**Material to process**.
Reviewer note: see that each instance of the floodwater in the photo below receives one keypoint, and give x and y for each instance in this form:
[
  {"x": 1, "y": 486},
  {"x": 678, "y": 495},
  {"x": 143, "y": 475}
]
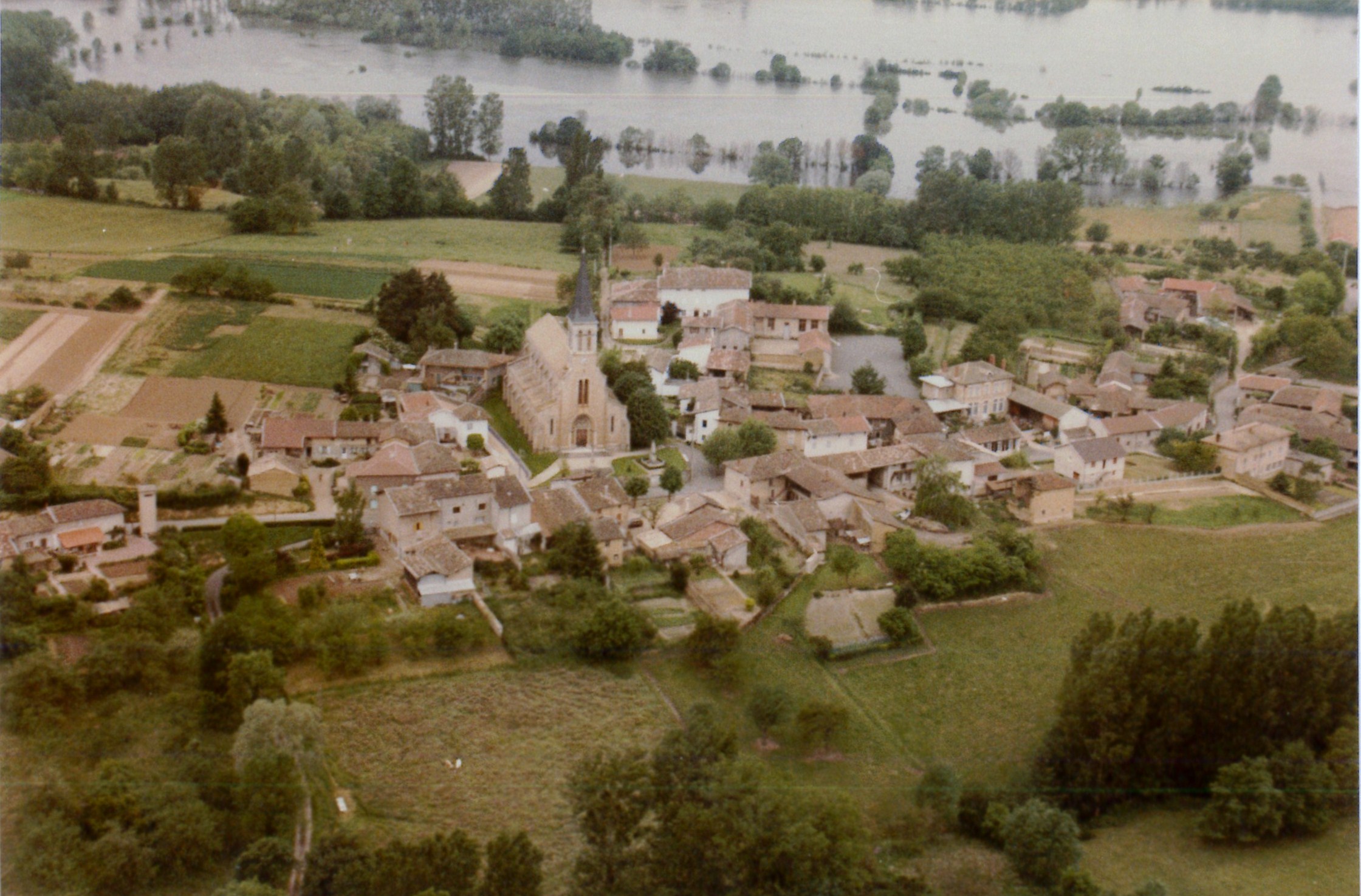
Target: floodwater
[{"x": 1103, "y": 53}]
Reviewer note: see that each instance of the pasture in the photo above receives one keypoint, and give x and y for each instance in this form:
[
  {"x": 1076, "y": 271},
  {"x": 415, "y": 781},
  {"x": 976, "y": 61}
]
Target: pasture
[
  {"x": 1161, "y": 844},
  {"x": 15, "y": 320},
  {"x": 519, "y": 733},
  {"x": 51, "y": 224},
  {"x": 316, "y": 353},
  {"x": 326, "y": 281},
  {"x": 1265, "y": 214}
]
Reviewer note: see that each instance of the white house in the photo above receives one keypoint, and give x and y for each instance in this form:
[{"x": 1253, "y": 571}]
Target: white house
[
  {"x": 700, "y": 290},
  {"x": 835, "y": 436},
  {"x": 439, "y": 571},
  {"x": 1091, "y": 462}
]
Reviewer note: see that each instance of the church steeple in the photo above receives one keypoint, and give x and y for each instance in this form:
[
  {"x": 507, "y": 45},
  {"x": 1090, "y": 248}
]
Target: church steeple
[{"x": 581, "y": 320}]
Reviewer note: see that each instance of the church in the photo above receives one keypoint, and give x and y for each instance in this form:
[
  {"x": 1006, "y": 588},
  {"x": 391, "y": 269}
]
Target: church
[{"x": 556, "y": 390}]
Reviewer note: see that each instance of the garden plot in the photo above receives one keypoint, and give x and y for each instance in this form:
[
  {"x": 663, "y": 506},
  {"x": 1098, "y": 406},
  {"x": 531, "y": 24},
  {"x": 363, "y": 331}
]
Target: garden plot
[
  {"x": 848, "y": 617},
  {"x": 496, "y": 279}
]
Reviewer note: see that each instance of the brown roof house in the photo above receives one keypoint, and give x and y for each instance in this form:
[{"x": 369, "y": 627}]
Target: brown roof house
[
  {"x": 1091, "y": 462},
  {"x": 398, "y": 463},
  {"x": 439, "y": 571},
  {"x": 462, "y": 368},
  {"x": 1252, "y": 450},
  {"x": 1041, "y": 498}
]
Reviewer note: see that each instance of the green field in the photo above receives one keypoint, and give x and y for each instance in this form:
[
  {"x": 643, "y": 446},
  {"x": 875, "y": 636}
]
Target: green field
[
  {"x": 326, "y": 281},
  {"x": 513, "y": 243},
  {"x": 315, "y": 357},
  {"x": 519, "y": 733},
  {"x": 48, "y": 224},
  {"x": 15, "y": 320},
  {"x": 509, "y": 429},
  {"x": 1265, "y": 214},
  {"x": 1161, "y": 844}
]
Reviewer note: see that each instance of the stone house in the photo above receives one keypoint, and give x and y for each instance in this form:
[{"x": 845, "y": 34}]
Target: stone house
[
  {"x": 1252, "y": 450},
  {"x": 468, "y": 368},
  {"x": 1041, "y": 498},
  {"x": 276, "y": 474},
  {"x": 699, "y": 290},
  {"x": 636, "y": 320},
  {"x": 1091, "y": 462}
]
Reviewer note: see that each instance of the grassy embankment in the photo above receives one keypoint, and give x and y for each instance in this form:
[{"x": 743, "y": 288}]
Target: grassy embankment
[{"x": 509, "y": 429}]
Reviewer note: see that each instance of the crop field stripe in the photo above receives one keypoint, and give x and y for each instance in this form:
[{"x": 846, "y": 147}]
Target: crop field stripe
[{"x": 324, "y": 281}]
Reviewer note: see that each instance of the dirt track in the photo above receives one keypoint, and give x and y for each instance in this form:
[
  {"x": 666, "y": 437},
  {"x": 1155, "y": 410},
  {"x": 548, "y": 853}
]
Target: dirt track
[
  {"x": 496, "y": 279},
  {"x": 60, "y": 351}
]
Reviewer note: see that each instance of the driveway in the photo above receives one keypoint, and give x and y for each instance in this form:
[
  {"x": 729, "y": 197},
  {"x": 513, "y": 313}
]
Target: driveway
[{"x": 885, "y": 353}]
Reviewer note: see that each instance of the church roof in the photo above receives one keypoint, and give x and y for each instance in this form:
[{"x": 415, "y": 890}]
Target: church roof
[{"x": 583, "y": 312}]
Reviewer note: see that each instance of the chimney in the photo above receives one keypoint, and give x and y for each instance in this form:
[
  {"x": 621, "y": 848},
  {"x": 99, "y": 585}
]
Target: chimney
[{"x": 148, "y": 508}]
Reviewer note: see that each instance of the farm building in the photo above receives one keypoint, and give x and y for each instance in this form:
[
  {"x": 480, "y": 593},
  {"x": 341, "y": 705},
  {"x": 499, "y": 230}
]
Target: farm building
[{"x": 276, "y": 474}]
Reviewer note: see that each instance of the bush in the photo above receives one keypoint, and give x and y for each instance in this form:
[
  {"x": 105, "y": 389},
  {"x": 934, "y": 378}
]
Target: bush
[
  {"x": 1041, "y": 842},
  {"x": 613, "y": 631},
  {"x": 902, "y": 627}
]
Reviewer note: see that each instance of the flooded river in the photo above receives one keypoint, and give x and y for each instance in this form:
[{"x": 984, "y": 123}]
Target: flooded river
[{"x": 1103, "y": 53}]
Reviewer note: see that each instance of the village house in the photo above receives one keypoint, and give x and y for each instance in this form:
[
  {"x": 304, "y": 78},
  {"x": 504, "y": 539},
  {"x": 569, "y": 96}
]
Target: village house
[
  {"x": 636, "y": 322},
  {"x": 1032, "y": 410},
  {"x": 728, "y": 327},
  {"x": 891, "y": 417},
  {"x": 377, "y": 361},
  {"x": 276, "y": 474},
  {"x": 789, "y": 322},
  {"x": 399, "y": 463},
  {"x": 834, "y": 435},
  {"x": 1091, "y": 462},
  {"x": 319, "y": 439},
  {"x": 699, "y": 290},
  {"x": 75, "y": 527},
  {"x": 439, "y": 571},
  {"x": 451, "y": 421},
  {"x": 1001, "y": 439},
  {"x": 462, "y": 368},
  {"x": 1041, "y": 498},
  {"x": 1310, "y": 426},
  {"x": 556, "y": 390},
  {"x": 696, "y": 526},
  {"x": 1252, "y": 450},
  {"x": 982, "y": 387},
  {"x": 1308, "y": 398}
]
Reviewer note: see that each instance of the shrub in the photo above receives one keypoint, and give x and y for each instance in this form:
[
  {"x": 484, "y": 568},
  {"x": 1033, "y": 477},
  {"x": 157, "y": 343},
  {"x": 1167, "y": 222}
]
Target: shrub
[
  {"x": 902, "y": 627},
  {"x": 613, "y": 631}
]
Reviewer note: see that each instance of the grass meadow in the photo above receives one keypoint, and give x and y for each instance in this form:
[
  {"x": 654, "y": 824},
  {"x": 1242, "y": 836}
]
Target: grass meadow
[
  {"x": 49, "y": 224},
  {"x": 518, "y": 731},
  {"x": 326, "y": 281},
  {"x": 15, "y": 320},
  {"x": 316, "y": 354},
  {"x": 1265, "y": 214}
]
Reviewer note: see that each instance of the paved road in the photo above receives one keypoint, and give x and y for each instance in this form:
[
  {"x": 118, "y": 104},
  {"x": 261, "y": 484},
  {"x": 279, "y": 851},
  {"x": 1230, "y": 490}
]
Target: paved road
[
  {"x": 213, "y": 593},
  {"x": 885, "y": 353}
]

**Written instruction**. Repeat exactly the lines starting at the line with "Reviewer note: see that each instance of the paved" and ending with the final line of the entries. Include nothing else.

**Task result**.
Reviewer note: see that each instance of the paved road in the photo above receives one keypoint, and give x and y for each instance in this form:
[
  {"x": 118, "y": 104},
  {"x": 261, "y": 484},
  {"x": 279, "y": 851},
  {"x": 1230, "y": 490}
]
Target: paved road
[
  {"x": 213, "y": 593},
  {"x": 885, "y": 353}
]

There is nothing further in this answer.